## [Exercise instructions]
All lines from the one with "of the reflective" through the last line of the data below should be copied exactly; please add nothing.
Start of Supplied data
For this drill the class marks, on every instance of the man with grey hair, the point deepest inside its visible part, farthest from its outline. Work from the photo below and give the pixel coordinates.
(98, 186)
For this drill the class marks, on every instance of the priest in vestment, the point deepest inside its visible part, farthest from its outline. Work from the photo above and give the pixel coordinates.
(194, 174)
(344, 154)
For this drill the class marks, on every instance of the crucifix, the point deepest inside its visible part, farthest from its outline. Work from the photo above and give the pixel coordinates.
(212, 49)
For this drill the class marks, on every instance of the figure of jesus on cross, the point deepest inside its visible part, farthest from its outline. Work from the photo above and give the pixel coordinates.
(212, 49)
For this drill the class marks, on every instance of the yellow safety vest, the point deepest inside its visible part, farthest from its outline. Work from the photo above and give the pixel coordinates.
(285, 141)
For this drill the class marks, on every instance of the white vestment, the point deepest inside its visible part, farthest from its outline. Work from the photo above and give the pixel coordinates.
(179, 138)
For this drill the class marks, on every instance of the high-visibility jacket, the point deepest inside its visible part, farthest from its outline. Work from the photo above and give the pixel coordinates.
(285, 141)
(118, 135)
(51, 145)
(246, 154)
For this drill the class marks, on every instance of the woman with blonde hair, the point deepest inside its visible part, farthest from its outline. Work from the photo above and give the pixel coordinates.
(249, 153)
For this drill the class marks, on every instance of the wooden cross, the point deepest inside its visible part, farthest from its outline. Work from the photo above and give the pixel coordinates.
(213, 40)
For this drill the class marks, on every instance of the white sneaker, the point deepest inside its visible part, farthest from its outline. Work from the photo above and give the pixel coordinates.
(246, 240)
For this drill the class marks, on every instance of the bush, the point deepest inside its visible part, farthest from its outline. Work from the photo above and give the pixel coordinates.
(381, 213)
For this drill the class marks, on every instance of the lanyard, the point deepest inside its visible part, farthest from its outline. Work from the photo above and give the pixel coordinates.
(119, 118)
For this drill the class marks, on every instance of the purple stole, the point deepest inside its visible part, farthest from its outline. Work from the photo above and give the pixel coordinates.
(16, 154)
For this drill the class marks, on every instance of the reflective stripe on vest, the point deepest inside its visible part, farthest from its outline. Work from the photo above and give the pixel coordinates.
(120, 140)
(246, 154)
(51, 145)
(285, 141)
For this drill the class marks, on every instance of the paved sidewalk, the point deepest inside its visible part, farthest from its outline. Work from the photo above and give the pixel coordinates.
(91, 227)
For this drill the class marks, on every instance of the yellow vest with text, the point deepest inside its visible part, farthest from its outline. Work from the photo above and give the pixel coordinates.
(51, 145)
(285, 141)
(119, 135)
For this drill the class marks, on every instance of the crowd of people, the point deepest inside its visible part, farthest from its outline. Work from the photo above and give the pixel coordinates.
End of Supplied data
## [Task result]
For this drill the class marks, on every instance of the reflective stripe on vest, the point deepest inside its visible part, farthest from its outline. Work from the photo above and give the pixel coordinates.
(120, 140)
(246, 154)
(51, 145)
(285, 141)
For this drill the class marks, on every instance of the paved sidewalk, the point deepest inside its visible part, farthest from its outline. Work from the photo above and give the pixel coordinates.
(91, 227)
For this drill the class marks, on every instance of the yellow vest with text, the point deepest inside its visible part, farthest from its outline. Work from the photo above and give the pixel coordinates.
(51, 145)
(285, 141)
(119, 135)
For this drill the class marks, on every instance of the crowd of people, the point deepest inside its visible part, farthest from its outline. Work from the photo above and give the pixel coordinates.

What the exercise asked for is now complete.